## Data under study
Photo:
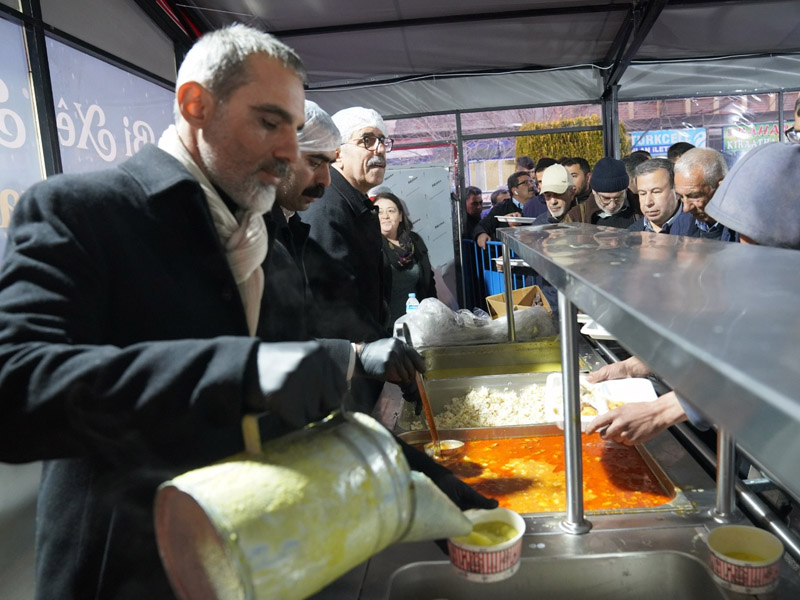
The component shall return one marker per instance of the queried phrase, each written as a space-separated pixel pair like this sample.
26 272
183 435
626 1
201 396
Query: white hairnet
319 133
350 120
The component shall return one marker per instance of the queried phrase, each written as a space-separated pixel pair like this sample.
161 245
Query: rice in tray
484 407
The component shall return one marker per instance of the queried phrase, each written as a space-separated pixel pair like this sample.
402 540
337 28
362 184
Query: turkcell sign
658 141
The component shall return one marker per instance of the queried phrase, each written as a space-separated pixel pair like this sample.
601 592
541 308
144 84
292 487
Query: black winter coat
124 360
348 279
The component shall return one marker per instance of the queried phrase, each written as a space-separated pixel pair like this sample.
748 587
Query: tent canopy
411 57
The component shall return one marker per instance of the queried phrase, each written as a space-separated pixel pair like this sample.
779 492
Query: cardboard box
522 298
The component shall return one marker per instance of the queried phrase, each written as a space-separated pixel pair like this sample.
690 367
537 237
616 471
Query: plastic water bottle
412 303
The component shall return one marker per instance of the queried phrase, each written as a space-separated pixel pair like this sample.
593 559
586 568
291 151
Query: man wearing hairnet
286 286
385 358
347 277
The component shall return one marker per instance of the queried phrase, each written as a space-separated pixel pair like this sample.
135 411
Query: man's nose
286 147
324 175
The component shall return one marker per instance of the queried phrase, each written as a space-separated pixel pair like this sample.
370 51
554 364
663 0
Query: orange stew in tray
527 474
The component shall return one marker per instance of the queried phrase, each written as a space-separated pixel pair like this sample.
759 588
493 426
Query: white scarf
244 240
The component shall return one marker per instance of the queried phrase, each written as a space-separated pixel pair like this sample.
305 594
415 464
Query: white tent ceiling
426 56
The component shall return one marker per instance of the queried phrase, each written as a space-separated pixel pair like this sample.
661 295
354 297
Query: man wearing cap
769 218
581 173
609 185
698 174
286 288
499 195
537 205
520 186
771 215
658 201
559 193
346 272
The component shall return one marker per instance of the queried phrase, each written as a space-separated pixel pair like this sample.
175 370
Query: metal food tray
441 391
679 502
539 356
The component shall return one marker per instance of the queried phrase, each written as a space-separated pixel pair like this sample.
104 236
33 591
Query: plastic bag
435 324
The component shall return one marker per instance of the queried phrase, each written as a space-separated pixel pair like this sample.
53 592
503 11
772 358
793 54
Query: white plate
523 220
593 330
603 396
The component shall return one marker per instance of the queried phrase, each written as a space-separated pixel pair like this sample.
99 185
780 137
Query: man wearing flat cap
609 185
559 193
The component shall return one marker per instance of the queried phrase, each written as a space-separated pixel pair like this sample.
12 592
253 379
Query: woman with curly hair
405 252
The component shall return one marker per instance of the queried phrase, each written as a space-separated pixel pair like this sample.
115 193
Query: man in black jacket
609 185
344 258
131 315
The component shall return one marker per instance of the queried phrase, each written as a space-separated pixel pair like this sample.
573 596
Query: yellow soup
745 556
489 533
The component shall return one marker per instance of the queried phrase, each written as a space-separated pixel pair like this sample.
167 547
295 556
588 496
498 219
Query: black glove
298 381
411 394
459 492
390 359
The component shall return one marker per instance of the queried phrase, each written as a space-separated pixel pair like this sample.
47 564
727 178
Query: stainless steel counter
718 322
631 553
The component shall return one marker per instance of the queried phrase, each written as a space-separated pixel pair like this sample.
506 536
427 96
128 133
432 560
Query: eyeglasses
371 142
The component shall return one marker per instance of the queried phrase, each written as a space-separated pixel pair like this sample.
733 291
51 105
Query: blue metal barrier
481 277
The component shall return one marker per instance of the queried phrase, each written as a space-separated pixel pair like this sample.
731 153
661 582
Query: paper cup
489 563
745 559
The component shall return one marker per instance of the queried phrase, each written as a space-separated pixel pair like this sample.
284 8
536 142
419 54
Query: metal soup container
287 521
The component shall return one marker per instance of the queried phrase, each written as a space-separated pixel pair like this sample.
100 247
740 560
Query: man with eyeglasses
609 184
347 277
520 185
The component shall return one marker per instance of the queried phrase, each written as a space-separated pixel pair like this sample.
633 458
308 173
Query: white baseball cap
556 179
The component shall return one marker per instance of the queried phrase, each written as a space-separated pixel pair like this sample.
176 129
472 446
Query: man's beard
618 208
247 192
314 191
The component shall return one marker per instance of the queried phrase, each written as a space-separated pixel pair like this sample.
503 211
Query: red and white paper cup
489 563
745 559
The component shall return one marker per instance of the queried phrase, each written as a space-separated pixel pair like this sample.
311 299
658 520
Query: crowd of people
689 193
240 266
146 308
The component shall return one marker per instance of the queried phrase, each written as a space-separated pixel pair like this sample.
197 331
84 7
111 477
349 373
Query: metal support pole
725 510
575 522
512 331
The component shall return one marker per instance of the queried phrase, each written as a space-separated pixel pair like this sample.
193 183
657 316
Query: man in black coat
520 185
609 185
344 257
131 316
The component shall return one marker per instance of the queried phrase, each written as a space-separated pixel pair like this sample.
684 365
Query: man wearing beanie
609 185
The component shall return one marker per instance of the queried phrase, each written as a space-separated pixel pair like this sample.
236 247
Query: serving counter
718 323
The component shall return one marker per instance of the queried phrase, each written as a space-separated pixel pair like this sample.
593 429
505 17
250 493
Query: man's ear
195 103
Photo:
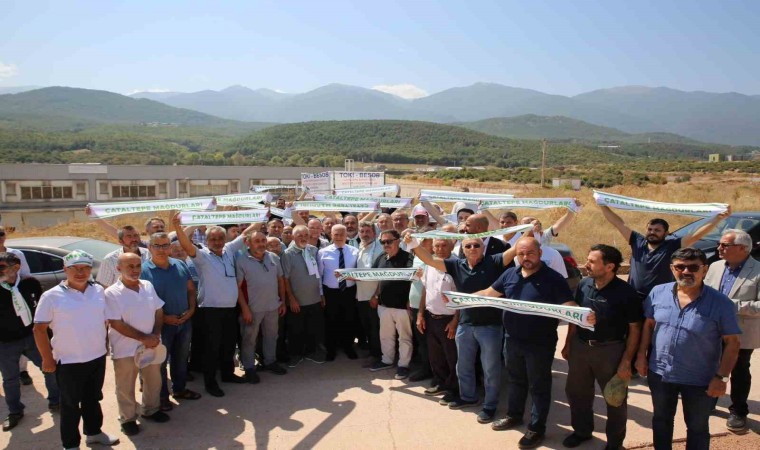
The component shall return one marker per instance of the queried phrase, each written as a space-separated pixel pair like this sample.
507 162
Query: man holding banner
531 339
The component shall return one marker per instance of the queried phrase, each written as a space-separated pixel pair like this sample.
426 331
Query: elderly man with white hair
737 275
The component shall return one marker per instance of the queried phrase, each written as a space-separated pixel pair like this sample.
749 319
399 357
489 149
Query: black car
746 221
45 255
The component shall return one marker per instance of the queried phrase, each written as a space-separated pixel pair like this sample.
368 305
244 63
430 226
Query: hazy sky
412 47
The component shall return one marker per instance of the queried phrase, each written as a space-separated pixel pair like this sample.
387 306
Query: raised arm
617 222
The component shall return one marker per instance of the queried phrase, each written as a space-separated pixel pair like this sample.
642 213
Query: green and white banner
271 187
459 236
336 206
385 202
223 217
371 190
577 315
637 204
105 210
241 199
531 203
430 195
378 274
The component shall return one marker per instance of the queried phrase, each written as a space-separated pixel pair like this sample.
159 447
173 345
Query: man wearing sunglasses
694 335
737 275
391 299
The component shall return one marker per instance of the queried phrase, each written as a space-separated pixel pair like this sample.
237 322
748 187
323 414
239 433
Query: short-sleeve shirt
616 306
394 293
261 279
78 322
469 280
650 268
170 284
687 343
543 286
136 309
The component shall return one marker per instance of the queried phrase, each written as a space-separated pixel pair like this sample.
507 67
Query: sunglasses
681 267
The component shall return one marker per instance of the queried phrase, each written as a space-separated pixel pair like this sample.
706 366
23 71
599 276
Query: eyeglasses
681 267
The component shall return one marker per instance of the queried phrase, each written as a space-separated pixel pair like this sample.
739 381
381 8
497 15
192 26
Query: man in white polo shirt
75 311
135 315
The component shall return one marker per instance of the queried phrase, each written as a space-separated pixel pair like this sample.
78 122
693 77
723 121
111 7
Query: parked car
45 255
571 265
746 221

## Brief
When you restate the listing, keep every word as it is and drop the pictures.

## Answer to this exercise
Photo:
The component shall return one marker per instance of the queried phrase, each written as a space-separated pixel pair like this sample.
26 272
183 435
626 1
201 396
Query: white hairnet
319 133
350 120
The component shall return one marker per instance of the queried phrase, each written as a space-separated pixel pair like this sample.
161 245
Query: rice in tray
484 407
The component shall return one marker per instance of the queried phrase, each written as a space-separated pixel pair like this sample.
402 540
337 28
362 184
Query: turkcell sign
658 141
The component shall return one marker per instance of the queried phrase, each written as a space-separated pixel pair like this sample.
601 592
541 308
144 84
292 487
Query: black winter coat
124 360
348 279
The component shall return one marker per instance of the queried phrase, each written as a space-separated pixel pair like this sample.
748 587
Query: tent canopy
411 57
The component shall return one marker per instance of the queried phrase, each written as a space-separated pixel pair like this sample.
779 492
Query: cardboard box
522 298
The component shall return one marker per instance of the queried phrase, each written as a space-separated pixel pair like this sample.
690 367
537 237
616 471
Query: plastic water bottle
412 303
The component shall return one marker per instance of the queried phrase, each written as a space-separated pixel pair like this sample.
593 559
586 568
291 151
Query: man wearing hairnet
286 286
385 358
347 277
The component shall return one marker per instance of the queried phrase, each written as a space-separated pixel pair like this sample.
135 411
Query: man's nose
286 147
324 175
The component shall return one marker per instance of the queried phrase, each written as a space-separated pixel pair like this sample.
370 51
554 364
663 0
Query: orange stew in tray
527 474
The component shall return one marker per instance of the queried phrase, each written as a space-separated pixel pair like this sample.
759 588
493 426
Query: white scarf
244 240
The component shall return one marker per instance of the queried phrase, each written as a space-separated pixel pair like this sample.
305 594
415 464
Query: white tent ceiling
426 56
The component shall return one marker per instance of the queried phrase, each written as a space-separated pixel pair like this sample.
661 295
354 297
Query: man wearing cap
769 218
581 173
609 185
698 174
286 288
499 195
537 205
520 186
771 215
658 201
559 193
346 272
The component shall return one marker per instance of the queried phrase, each written as a space-separated pixel pair like this sample.
175 370
Query: metal food tray
441 391
679 502
539 356
The component shall return one marker per instance of the queried phrase, each written as a space-separated pixel pair like this sample.
104 236
33 591
Query: plastic bag
435 324
The component shall return one marker per instance of the queried phrase, each written as a space-separated pixel pair like this sample.
53 592
503 11
772 358
793 54
Query: white plate
523 220
593 330
603 396
The component shall return one marker per instance of the queried phrase, each written as a space-separated pixel pair like this sample.
99 185
780 137
Query: man wearing flat cap
609 185
559 193
The component shall return one marker per instance of the queried phrase, each written as a space-separated pixel pair like this sample.
12 592
253 379
Query: woman with curly hair
405 252
The component shall return one marker per instance of the queried phrase, each written as a space-separated pixel pair like this sample.
115 193
Query: man in black jacket
609 185
344 258
131 315
The component shall return one marker per instance of the queried phrase, each written as a space-separated pixel pair like this sample.
573 596
Query: yellow soup
745 556
489 533
The component shall return one marker per instance of the queried phrase, each written as a space-separated pixel pair like this sample.
167 547
295 556
588 496
498 219
Query: black glove
298 381
411 394
459 492
390 359
The component shall return one marker per instance of the queried phrase, each written as a space-separated pixel pair like this sample.
47 564
727 178
Query: stainless steel counter
718 322
631 553
The component shall return one marker per instance of the queried phrase, each written as a space-separated pixel pair like this sample.
506 536
427 96
128 133
432 560
Query: eyeglasses
371 142
The component shall return one marker per instance of the queried phrase, each written as a space-separated pixel pair like this sample.
733 291
51 105
Query: blue metal barrier
481 277
The component shall return one marker per instance of the queried phrase, each written as a space-separated pixel pair like this sample.
731 153
661 582
Query: paper cup
489 563
745 559
The component shall return one marker per instance of the queried phrase, each written as a space-separated pixel pair like this sample.
284 8
536 142
419 54
Query: metal soup container
287 521
The component shall return one marker per instance of the queried phrase, each written as a space-separated pixel pair like this sample.
100 247
740 560
Query: man with eyeglasses
609 184
347 277
520 185
The component shall return one marker per instance of the queried phrase, each written as a space-separated pixel pair like this sample.
633 458
308 173
Query: white baseball cap
556 179
The component shall return one marker per instance of the queried phrase, each written as a space-separated pixel pair like this sample.
176 129
472 446
Query: man's beard
618 208
247 192
314 191
The component shall return one marker per instance of the queried phrase, each written as a space-separated pixel pair like this sample.
503 211
Query: red and white paper cup
489 563
745 559
The component shall return one marker per instance of the queried phrase, each written as a space-separated pixel pair like this sample.
311 299
658 520
Query: crowd of people
689 193
240 266
146 308
The component shall return one marker per instance of the queried phrase, each written as a space-separated pixel pair like this sample.
197 331
84 7
111 477
349 373
Query: metal support pole
725 510
575 522
512 331
The component shall return one marker per instance of the queried phrase, each written as a space-separated pixel pair like this sample.
193 183
657 316
Query: man in black coat
520 185
609 185
344 257
131 316
The component shall return one marker per instance of the queried phrase, each written as a space-separated pixel pair like this sample.
684 365
Query: man wearing beanie
609 185
The component shall return one marker per instance of the queried phrase, each written as a space-separated pixel pair like this sample.
236 247
Query: serving counter
718 323
The component shall return one marker per instance of the queried phrase, each written as a space-separated pixel pair like this sample.
593 429
505 17
250 493
Query: man's ear
195 103
Photo:
The component shall return one marker per instance of the queried phrase, each written as a space-separated pixel pair like this sample.
507 162
Query: man holding banner
531 339
The component shall return one marker per instance of the queried phrase, each written as a space-separated pixel pair like this sample.
426 331
Query: elderly man with white hair
737 275
The component shall return one marker per instance of the queried phrase, each written as a space-separated pixel pair like this sample.
749 319
399 357
489 149
Query: black car
746 221
45 255
The component shall return one marker per instance of the queried phrase, each written as a space-separated pixel pair like this sample.
368 305
244 63
430 226
Query: hazy sky
412 47
The component shall return one marker per instance of the queried phrase, each written as a space-separated pixel pair like this sample.
387 306
Query: raised arm
617 222
The component shall return one marker per instance of the queried phrase, each written as a space-separated pixel pair like this sample.
642 213
Query: green and white banner
271 187
459 236
336 206
385 202
223 217
371 190
577 315
637 204
105 210
241 199
531 203
430 195
378 274
The component shall return one marker per instance of the queried phrase, each written as a space-separated pixel pair like this sample.
159 447
173 345
Query: man wearing sunglasses
694 335
737 275
391 299
The component shall return one marker per instance of the queried phrase, each written as a space-separated pixel pair like this sample.
237 322
748 187
323 414
239 433
Query: short-sleeve shirt
616 306
394 293
261 279
78 322
469 280
650 268
170 284
687 343
543 286
136 309
The component shall return one marker per instance of the queried phrase, each written as a space-separated pixel pair like this sample.
507 67
Query: sunglasses
681 267
The component shall return one marker per instance of the queried phrase, each written as a space-separated pixel pair like this sample.
706 366
23 71
599 276
Query: eyeglasses
681 267
The component shall return one marker per instance of the queried phrase, each written as a space-separated pixel pair like this sample.
739 381
381 8
497 15
192 26
Query: man in white polo shirt
75 311
135 315
The component shall return one marker per instance of the queried phrase, each written as a space-separated pixel pair like this sample.
78 122
693 77
723 121
111 7
Query: parked car
45 255
571 265
746 221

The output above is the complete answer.